## What is required
Render every line of the items below as a JSON array of strings, one string per line, omitting any blank lines.

## Entries shown
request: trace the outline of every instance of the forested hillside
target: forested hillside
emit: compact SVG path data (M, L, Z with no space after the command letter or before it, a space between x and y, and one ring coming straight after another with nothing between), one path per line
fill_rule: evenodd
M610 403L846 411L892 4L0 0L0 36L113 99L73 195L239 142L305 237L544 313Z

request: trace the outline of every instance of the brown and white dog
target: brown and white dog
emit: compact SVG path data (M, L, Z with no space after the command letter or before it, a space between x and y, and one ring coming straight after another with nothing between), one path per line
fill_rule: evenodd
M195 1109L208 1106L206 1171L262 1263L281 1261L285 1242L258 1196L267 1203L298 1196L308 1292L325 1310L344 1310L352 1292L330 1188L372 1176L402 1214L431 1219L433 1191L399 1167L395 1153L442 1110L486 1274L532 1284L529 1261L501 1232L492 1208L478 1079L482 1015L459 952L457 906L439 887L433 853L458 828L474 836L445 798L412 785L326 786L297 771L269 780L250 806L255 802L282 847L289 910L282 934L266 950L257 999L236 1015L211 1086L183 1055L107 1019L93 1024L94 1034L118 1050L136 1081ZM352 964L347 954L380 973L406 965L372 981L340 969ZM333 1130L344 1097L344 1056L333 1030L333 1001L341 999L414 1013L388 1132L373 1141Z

## In response
[
  "request: trace the outline of every instance of the forested hillside",
  "target: forested hillside",
  "emit: compact SVG path data (M, L, Z with no space after the command letter or before it, a space between x and y, and one ring coming straight after another with nothing between), one path per line",
  "fill_rule: evenodd",
  "M610 403L846 411L892 4L0 0L0 36L113 99L73 195L239 142L305 237L544 313Z",
  "request: trace the outline of every instance of the brown and white dog",
  "target: brown and white dog",
  "emit: compact SVG path data (M, L, Z with no space after the command letter or before it, a space between x and y, and one ring coming straight after another with nothing between), one path per line",
  "fill_rule: evenodd",
  "M195 1109L208 1106L206 1171L262 1263L281 1261L285 1242L258 1196L267 1203L298 1196L308 1292L325 1310L344 1310L352 1292L330 1188L372 1176L402 1214L431 1219L433 1191L399 1167L395 1153L442 1110L486 1274L532 1284L529 1261L501 1232L492 1208L478 1079L482 1015L459 952L457 906L439 887L433 853L458 828L474 836L445 798L412 785L326 786L297 771L269 780L250 806L255 802L282 847L289 910L282 934L266 950L257 999L236 1015L211 1086L183 1055L107 1019L93 1024L94 1034L118 1050L136 1081ZM352 964L347 954L380 973L406 965L372 981L340 969ZM333 1130L344 1097L344 1056L333 1030L333 1001L341 999L414 1013L388 1132L373 1141Z"
]